* _WHAT YOU WILL DO_:
Copy out all the records, word for word.

--- BEGIN ---

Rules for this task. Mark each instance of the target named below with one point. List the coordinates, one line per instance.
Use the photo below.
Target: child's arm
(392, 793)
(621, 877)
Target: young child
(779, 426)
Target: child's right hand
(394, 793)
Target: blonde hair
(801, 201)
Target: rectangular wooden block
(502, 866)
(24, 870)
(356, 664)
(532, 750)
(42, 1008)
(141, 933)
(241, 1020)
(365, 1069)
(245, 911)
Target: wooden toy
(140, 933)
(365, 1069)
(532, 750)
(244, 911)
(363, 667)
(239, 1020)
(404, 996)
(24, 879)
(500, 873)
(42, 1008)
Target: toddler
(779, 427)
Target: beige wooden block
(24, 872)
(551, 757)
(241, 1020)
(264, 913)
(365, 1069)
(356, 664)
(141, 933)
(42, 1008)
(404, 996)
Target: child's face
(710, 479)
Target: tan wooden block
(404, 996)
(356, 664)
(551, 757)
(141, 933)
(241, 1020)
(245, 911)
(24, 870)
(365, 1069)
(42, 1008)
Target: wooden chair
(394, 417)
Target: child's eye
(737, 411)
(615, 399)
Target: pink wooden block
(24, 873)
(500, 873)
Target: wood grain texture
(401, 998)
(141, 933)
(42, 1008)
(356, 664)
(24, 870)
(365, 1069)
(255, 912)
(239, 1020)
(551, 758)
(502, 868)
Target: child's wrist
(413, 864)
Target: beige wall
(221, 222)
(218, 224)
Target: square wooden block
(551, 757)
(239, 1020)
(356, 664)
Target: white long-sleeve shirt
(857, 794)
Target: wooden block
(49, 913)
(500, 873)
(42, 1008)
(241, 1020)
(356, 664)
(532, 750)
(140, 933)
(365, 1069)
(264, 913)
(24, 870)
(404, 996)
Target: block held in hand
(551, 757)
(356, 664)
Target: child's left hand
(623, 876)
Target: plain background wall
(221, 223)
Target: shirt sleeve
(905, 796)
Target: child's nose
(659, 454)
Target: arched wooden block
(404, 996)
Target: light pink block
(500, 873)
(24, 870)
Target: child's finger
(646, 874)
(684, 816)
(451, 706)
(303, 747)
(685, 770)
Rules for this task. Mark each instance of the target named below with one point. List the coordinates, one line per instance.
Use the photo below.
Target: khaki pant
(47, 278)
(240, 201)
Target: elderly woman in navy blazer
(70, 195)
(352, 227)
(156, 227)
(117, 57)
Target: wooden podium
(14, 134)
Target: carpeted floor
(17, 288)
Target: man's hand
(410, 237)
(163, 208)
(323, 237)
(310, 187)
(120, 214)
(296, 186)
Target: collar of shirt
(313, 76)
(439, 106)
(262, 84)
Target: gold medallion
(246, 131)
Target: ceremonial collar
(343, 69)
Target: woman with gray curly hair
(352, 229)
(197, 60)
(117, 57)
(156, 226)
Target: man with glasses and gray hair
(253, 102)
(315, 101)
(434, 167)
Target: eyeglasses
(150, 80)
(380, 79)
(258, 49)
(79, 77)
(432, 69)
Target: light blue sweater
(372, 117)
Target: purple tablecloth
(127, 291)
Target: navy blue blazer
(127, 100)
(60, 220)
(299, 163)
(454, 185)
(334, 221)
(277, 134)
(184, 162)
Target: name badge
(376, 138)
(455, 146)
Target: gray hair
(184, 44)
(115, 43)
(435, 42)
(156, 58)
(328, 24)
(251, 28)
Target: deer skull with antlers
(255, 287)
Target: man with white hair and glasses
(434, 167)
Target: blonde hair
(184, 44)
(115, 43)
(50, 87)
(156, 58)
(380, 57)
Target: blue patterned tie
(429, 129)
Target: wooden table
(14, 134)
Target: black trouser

--- END ---

* _ANSWER TO THE TASK_:
Rules for this task. Mark each instance of the target named below with one point. List the coordinates, one line per instance.
Use the photo below.
Target: child's arm
(392, 793)
(621, 877)
Target: young child
(779, 426)
Target: child's right hand
(394, 793)
Target: blonde hair
(801, 201)
Target: rectangular wooden block
(502, 866)
(24, 870)
(356, 664)
(532, 750)
(42, 1008)
(141, 933)
(241, 1020)
(365, 1069)
(245, 911)
Target: wooden toy
(140, 933)
(365, 1069)
(532, 750)
(244, 911)
(363, 667)
(239, 1020)
(404, 996)
(24, 879)
(500, 873)
(42, 1008)
Target: toddler
(779, 427)
Target: beige wooden block
(24, 872)
(551, 757)
(241, 1020)
(264, 913)
(365, 1069)
(356, 664)
(141, 933)
(42, 1008)
(404, 996)
Target: child's face
(710, 479)
Target: tan wooden block
(404, 996)
(356, 664)
(551, 757)
(141, 933)
(241, 1020)
(245, 911)
(24, 870)
(365, 1069)
(42, 1008)
Target: wooden chair
(394, 417)
Target: child's eye
(737, 411)
(615, 399)
Target: pink wooden block
(24, 873)
(500, 873)
Target: wood grain texture
(401, 998)
(141, 933)
(42, 1008)
(356, 664)
(24, 870)
(365, 1069)
(255, 912)
(239, 1020)
(551, 758)
(502, 868)
Target: child's wrist
(413, 864)
Target: beige wall
(221, 222)
(218, 224)
Target: square wooden block
(551, 757)
(239, 1020)
(356, 664)
Target: white long-sleeve shirt
(857, 794)
Target: wooden block
(49, 913)
(500, 873)
(42, 1008)
(241, 1020)
(356, 664)
(532, 750)
(140, 933)
(365, 1069)
(264, 913)
(24, 870)
(404, 996)
Target: block held in hand
(551, 757)
(356, 664)
Target: child's left hand
(623, 876)
Target: plain background wall
(221, 223)
Target: shirt sleeve
(905, 796)
Target: child's nose
(659, 454)
Target: arched wooden block
(404, 996)
Target: light pink block
(500, 873)
(24, 870)
Target: child's finger
(646, 874)
(684, 816)
(451, 706)
(303, 747)
(685, 770)
Rules for this task. Mark each instance of the target named below with one point. List the coordinates, one line per instance.
Use the photo below.
Target: khaki pant
(47, 278)
(240, 201)
Target: elderly woman in navy blazer
(70, 195)
(352, 227)
(156, 227)
(117, 57)
Target: wooden podium
(14, 134)
Target: carpeted floor
(17, 288)
Target: man's hand
(410, 237)
(163, 208)
(323, 237)
(310, 187)
(120, 214)
(296, 186)
Target: collar of shirt
(313, 76)
(439, 106)
(262, 84)
Target: gold medallion
(246, 131)
Target: ceremonial collar
(343, 69)
Target: woman with gray curly hair
(352, 229)
(197, 60)
(117, 57)
(156, 226)
Target: man with glasses and gray hair
(253, 102)
(315, 101)
(434, 167)
Target: eyeglasses
(150, 80)
(380, 79)
(258, 49)
(79, 77)
(432, 69)
Target: light blue sweater
(372, 117)
Target: purple tablecloth
(127, 291)
Target: navy blue blazer
(127, 100)
(60, 220)
(299, 163)
(454, 185)
(334, 221)
(277, 134)
(184, 162)
Target: name badge
(376, 138)
(455, 146)
Target: gray hair
(184, 44)
(115, 43)
(435, 42)
(156, 58)
(328, 24)
(251, 28)
Target: deer skull with antlers
(255, 287)
Target: man with white hair and glasses
(434, 167)
Target: blonde hair
(184, 44)
(115, 43)
(50, 87)
(156, 58)
(380, 57)
Target: blue patterned tie
(429, 129)
Target: wooden table
(14, 134)
Target: black trouser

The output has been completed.